_Short exercise_. Copy the records below line for line, keeping every character and the order of lines unchanged.
################
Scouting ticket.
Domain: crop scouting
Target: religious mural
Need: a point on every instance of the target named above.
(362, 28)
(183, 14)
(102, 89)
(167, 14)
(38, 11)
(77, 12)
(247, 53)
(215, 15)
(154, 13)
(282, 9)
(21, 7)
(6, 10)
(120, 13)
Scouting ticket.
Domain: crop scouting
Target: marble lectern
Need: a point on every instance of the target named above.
################
_Output for this exercise_.
Scouting ticket.
Domain: crop scouting
Target: religious mural
Need: a point on every instance of the target named above.
(362, 28)
(183, 14)
(102, 89)
(167, 14)
(38, 11)
(77, 12)
(247, 53)
(215, 15)
(154, 13)
(282, 9)
(21, 7)
(6, 10)
(120, 13)
Scouting ticket.
Domain: crop scouting
Target: marble lectern
Need: a point on every instance of the target named above.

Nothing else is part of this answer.